## begin

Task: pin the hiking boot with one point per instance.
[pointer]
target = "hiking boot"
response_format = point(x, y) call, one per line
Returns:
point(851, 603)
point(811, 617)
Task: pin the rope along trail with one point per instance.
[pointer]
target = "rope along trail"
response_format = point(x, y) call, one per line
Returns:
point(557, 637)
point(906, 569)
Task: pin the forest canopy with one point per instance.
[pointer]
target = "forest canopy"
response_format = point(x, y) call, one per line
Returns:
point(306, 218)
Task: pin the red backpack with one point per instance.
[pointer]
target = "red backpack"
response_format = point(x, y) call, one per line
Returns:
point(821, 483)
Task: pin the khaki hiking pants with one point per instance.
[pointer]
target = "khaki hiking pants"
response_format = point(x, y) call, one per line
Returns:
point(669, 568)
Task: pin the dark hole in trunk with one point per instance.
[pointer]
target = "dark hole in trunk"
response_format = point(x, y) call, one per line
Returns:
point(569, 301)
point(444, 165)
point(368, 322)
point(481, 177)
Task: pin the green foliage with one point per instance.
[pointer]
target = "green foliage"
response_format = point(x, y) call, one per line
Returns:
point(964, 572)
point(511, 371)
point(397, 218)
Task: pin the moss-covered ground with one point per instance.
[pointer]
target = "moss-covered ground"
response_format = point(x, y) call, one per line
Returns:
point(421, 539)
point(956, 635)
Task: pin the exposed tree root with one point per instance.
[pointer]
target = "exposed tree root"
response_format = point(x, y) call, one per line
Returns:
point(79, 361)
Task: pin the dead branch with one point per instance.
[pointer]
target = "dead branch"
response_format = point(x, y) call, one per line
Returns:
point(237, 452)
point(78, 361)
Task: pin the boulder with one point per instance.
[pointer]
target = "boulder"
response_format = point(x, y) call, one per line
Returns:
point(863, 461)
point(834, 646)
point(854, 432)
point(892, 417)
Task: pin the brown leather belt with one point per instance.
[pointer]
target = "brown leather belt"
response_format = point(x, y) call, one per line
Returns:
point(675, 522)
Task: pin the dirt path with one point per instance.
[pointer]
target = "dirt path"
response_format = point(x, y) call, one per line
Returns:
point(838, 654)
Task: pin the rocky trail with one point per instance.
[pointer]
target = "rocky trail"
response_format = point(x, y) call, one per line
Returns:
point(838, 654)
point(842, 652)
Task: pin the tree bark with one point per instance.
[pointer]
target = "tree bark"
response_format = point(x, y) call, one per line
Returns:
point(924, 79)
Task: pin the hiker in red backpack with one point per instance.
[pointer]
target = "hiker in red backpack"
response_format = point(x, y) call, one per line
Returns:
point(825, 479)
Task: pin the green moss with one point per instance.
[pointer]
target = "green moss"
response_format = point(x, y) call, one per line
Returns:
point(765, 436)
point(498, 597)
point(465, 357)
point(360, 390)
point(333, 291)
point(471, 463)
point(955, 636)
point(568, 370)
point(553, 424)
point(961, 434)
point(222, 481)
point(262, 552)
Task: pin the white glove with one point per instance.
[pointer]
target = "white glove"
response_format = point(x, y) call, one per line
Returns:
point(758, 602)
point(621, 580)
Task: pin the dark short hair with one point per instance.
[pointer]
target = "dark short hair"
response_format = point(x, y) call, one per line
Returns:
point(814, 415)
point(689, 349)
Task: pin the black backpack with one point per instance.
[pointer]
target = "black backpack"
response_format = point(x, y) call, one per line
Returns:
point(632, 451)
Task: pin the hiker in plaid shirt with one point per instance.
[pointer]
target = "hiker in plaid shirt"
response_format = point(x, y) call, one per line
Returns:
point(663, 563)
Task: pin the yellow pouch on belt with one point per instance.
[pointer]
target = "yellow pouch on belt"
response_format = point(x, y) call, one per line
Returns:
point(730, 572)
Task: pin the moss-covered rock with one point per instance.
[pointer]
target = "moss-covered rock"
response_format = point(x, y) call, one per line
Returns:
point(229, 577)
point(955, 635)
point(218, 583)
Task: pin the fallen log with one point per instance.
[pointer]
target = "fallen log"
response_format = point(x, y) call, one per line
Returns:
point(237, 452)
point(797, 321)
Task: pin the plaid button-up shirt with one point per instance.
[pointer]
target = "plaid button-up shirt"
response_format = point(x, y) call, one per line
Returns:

## end

**Given request:** Reproduce all of the data above line for line, with no changes.

**Task response:**
Task: pin the hiking boot with one point per instance.
[pointer]
target = "hiking boot"
response_format = point(x, y) call, one per line
Returns:
point(851, 603)
point(811, 617)
Task: pin the rope along trail with one point per instance.
[pointer]
target = "rope along trail"
response_format = point(x, y) call, one per line
Returns:
point(557, 637)
point(906, 569)
Task: pin the forest canopy with one point per instance.
[pointer]
target = "forest canopy"
response_format = point(x, y) call, one per line
Returns:
point(306, 218)
Task: pin the red backpack with one point per instance.
[pointer]
target = "red backpack"
response_format = point(x, y) call, one per line
Returns:
point(821, 483)
Task: pin the khaki hiking pants with one point per instance.
[pointer]
target = "khaki hiking pants"
response_format = point(x, y) call, one per line
Returns:
point(669, 568)
Task: pin the dark hole in trunk with one point per instance.
[pointer]
target = "dark hole in trunk"
response_format = point(x, y) call, one per line
Returns:
point(569, 301)
point(444, 165)
point(368, 322)
point(481, 177)
Task: pin the green foliage with one point per instance.
[pointer]
target = "green foliage"
response_format = point(x, y) call, one per line
Returns:
point(964, 572)
point(511, 371)
point(397, 218)
Task: pin the moss-covered ground with one point per instance.
[pointer]
target = "moss-covered ground"
response_format = point(x, y) call, one per line
Returns:
point(421, 539)
point(956, 635)
Task: pin the exposed tree root with one point per instance.
[pointer]
target = "exposed tree root"
response_format = point(x, y) call, one per line
Returns:
point(79, 361)
Task: pin the dead branch with one point per instance.
[pointer]
target = "dead branch"
response_format = point(x, y) call, one per line
Returns:
point(237, 452)
point(78, 361)
Task: pin the boulder with one point per instance.
[pointer]
target = "boulder"
response_format = point(x, y) call, one per line
Returns:
point(863, 461)
point(834, 646)
point(854, 432)
point(892, 417)
Task: pin the brown leather belt with one point per instance.
[pointer]
target = "brown leather belt"
response_format = point(x, y) call, one per line
Returns:
point(675, 522)
Task: pin the dirt path with one point per instance.
[pointer]
target = "dirt path"
response_format = point(x, y) call, one per line
Returns:
point(838, 654)
Task: pin the rocky trail with one point per instance.
[pointer]
target = "rocky trail"
response_format = point(x, y) call, one per line
Returns:
point(838, 654)
point(842, 652)
Task: pin the tree bark with one point per instance.
[pointer]
target = "tree bark"
response_format = point(x, y) call, one per line
Returns:
point(924, 79)
Task: pin the hiker in red backpack with one point per instance.
[pointer]
target = "hiker in red backpack"
response_format = point(x, y) call, one per line
Returns:
point(825, 479)
Task: pin the green moss with one point per instance.
[pointer]
target = "green moss"
response_format = point(x, y) call, one per line
Returns:
point(765, 436)
point(498, 597)
point(465, 357)
point(360, 390)
point(333, 291)
point(471, 463)
point(955, 636)
point(568, 370)
point(553, 424)
point(961, 434)
point(222, 481)
point(262, 552)
Task: pin the white glove with one point per instance.
[pointer]
target = "white glove"
response_format = point(x, y) call, one per line
Returns:
point(758, 602)
point(621, 580)
Task: pin the dark short hair with one point per instance.
[pointer]
target = "dark short hair"
response_format = point(x, y) call, one per line
Returns:
point(814, 415)
point(689, 349)
Task: pin the black backpack with one point per instance.
[pointer]
target = "black backpack"
response_format = point(x, y) call, one per line
Returns:
point(632, 451)
Task: pin the hiker in plaid shirt with one point per instance.
[pointer]
target = "hiker in plaid shirt"
response_format = point(x, y) call, one per line
Returns:
point(663, 563)
Task: pin the yellow pouch on belt with one point per instance.
[pointer]
target = "yellow pouch on belt"
response_format = point(x, y) call, one per line
Returns:
point(730, 572)
Task: pin the moss-covered rock with one point per instance.
[pointer]
target = "moss-covered rock"
response_format = point(x, y) call, one per line
Returns:
point(229, 577)
point(955, 635)
point(218, 583)
Task: pin the fallen log with one point per instance.
[pointer]
target = "fallen log"
response_format = point(x, y) call, one per line
Returns:
point(237, 452)
point(797, 321)
Task: pin the plaid button-up shirt with one point per instance.
[pointer]
target = "plaid button-up shirt"
response_format = point(x, y) call, one per line
Returns:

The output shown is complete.